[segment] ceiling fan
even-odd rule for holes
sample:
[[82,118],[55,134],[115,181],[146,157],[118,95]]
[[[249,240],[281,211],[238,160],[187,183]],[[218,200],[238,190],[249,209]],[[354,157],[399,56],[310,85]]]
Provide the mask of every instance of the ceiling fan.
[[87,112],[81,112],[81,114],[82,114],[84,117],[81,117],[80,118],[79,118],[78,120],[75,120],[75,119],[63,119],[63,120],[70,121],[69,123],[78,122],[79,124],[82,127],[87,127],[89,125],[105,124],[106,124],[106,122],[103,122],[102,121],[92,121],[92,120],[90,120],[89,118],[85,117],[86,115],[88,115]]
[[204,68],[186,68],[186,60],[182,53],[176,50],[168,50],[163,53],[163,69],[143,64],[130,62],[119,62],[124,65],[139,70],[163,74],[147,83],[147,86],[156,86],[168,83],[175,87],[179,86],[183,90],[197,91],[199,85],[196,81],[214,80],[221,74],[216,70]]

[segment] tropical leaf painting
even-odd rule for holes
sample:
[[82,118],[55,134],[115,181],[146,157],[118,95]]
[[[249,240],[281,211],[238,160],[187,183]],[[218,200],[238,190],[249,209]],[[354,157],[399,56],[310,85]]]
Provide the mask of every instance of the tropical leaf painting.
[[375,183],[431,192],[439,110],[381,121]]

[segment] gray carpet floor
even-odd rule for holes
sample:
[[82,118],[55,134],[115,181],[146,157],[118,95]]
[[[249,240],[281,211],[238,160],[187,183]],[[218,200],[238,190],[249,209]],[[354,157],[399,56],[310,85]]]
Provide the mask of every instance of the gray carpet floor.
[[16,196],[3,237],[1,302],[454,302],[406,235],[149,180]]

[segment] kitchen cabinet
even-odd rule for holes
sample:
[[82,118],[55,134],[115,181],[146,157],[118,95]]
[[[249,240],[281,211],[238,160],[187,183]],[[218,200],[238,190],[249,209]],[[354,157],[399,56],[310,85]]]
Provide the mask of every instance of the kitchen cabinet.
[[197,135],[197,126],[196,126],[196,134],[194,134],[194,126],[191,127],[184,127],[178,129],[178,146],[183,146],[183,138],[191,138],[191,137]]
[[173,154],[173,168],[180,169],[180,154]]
----
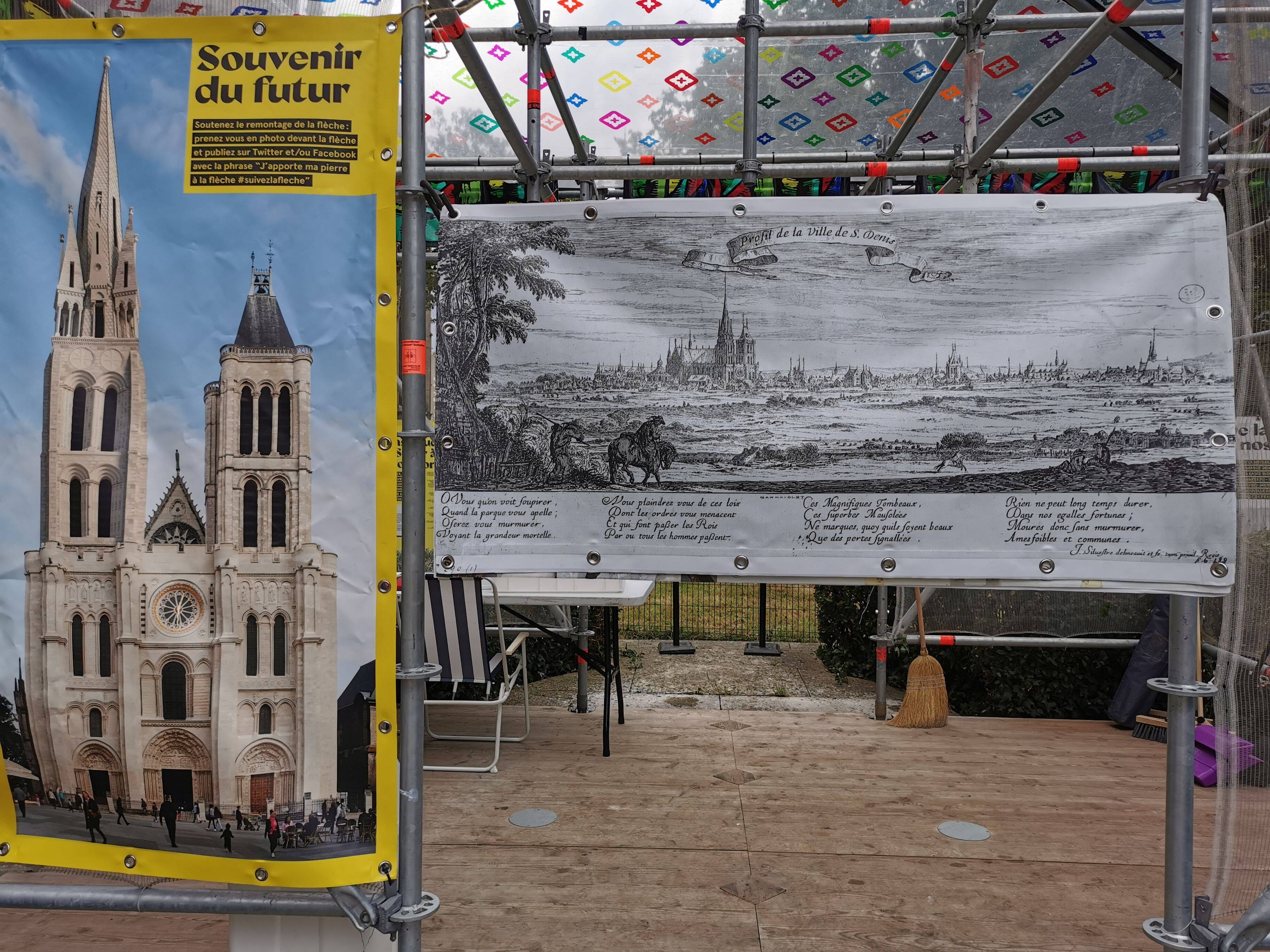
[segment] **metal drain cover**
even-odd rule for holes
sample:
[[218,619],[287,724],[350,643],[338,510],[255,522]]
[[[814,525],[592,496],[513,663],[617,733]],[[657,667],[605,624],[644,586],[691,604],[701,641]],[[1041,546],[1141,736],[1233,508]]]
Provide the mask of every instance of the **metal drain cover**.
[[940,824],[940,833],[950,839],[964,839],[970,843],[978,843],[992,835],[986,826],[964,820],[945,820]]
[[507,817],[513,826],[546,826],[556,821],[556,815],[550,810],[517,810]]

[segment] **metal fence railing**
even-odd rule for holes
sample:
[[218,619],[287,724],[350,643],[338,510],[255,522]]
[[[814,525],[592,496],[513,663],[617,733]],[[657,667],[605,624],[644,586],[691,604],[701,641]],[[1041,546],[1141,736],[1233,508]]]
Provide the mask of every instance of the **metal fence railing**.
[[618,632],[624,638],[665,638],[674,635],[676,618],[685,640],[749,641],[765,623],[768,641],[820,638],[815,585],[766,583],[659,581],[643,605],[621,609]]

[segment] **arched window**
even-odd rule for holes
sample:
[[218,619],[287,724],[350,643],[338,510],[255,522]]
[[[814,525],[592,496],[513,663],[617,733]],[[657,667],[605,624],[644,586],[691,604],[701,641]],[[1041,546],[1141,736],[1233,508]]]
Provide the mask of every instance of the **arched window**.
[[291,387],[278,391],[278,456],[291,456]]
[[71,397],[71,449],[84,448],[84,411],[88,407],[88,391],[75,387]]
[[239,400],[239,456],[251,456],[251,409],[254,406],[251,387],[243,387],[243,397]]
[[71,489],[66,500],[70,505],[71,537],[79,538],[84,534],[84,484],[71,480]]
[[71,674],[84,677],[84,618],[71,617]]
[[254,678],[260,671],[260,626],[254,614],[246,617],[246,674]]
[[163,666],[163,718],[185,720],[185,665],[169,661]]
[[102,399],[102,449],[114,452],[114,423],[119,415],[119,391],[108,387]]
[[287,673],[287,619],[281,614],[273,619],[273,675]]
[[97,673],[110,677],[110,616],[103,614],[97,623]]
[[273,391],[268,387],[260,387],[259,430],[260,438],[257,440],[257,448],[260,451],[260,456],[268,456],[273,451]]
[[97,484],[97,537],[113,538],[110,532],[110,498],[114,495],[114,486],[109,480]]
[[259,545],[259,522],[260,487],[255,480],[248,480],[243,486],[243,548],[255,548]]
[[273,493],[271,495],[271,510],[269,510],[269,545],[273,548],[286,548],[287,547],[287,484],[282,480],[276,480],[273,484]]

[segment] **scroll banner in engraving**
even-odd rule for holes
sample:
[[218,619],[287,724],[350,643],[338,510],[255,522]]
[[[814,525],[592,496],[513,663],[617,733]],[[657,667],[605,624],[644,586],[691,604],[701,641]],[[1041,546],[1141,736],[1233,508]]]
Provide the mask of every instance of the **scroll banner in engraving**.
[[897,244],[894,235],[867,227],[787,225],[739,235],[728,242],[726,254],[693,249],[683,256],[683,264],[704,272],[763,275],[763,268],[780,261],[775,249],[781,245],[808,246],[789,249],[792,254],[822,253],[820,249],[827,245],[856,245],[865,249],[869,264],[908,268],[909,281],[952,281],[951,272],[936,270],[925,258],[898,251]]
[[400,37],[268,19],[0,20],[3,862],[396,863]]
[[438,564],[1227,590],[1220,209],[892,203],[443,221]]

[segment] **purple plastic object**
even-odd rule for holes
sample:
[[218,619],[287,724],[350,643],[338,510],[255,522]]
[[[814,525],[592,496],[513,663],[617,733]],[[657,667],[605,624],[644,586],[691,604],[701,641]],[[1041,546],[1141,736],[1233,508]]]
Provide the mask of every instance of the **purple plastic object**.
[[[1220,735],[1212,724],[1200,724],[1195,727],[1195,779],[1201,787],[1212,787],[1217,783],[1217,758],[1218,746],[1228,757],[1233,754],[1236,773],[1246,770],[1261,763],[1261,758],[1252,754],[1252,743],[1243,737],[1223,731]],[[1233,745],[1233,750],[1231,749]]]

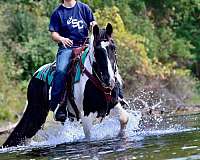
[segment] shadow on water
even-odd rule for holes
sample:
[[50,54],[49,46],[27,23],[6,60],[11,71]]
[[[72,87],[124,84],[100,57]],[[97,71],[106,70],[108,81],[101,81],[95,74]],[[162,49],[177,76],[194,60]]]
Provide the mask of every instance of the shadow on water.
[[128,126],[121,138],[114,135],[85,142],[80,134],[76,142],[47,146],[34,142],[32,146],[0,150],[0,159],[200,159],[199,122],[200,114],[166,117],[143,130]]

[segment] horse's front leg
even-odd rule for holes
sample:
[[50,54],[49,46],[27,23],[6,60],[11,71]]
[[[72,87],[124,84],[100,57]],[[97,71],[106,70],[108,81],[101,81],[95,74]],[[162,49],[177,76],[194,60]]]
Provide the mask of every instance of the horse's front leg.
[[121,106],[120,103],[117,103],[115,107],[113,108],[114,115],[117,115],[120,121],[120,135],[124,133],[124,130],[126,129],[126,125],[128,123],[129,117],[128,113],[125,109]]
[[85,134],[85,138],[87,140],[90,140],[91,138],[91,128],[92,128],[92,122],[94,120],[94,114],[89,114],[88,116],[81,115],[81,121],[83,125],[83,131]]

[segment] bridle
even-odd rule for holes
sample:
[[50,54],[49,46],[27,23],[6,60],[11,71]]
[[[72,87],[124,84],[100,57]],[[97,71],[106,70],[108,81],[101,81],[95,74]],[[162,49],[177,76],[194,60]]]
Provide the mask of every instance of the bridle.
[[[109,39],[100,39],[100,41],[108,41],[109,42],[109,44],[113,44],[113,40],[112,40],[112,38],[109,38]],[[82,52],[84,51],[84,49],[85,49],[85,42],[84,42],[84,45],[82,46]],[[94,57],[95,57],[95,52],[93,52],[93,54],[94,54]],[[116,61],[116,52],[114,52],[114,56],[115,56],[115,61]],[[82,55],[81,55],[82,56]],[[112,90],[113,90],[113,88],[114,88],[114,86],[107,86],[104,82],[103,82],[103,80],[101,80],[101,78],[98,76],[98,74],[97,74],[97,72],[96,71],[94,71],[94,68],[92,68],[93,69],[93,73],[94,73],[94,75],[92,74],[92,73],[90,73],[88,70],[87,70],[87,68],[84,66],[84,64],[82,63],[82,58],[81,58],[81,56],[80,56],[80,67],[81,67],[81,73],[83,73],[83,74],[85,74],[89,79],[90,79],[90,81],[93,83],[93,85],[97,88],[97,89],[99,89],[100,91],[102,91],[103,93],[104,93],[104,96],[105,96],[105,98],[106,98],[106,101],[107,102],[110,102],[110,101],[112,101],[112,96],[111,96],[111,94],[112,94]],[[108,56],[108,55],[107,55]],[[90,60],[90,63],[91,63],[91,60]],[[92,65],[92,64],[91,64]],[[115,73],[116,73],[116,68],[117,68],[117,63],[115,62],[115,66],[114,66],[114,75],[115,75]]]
----
PROBLEM DESCRIPTION:
Lay out the rows above as a numbered list, from the line with "[segment] tropical leaf painting" up to and including the line with "[[16,196],[3,237],[1,302],[454,302],[406,235],[149,180]]", leaving out blank lines.

RESPONSE TO THE EXERCISE:
1. [segment] tropical leaf painting
2. even-odd rule for holes
3. sample:
4. [[82,118],[55,134],[115,181],[146,157],[118,95]]
5. [[[249,240],[281,211],[238,160],[187,183]],[[218,200],[238,190],[249,209]],[[354,157],[399,56],[310,85]]]
6. Provide the mask of every instance of the tropical leaf painting.
7. [[375,183],[431,192],[439,110],[381,121]]
8. [segment] gray carpet floor
9. even-odd rule for holes
10. sample:
11. [[82,118],[55,134],[115,181],[146,157],[118,95]]
12. [[[249,240],[281,211],[238,160],[187,183]],[[218,200],[238,190],[249,209]],[[354,157],[399,56],[310,85]]]
13. Provide the mask of every instance of the gray carpet floor.
14. [[16,196],[3,237],[1,302],[454,302],[406,235],[149,180]]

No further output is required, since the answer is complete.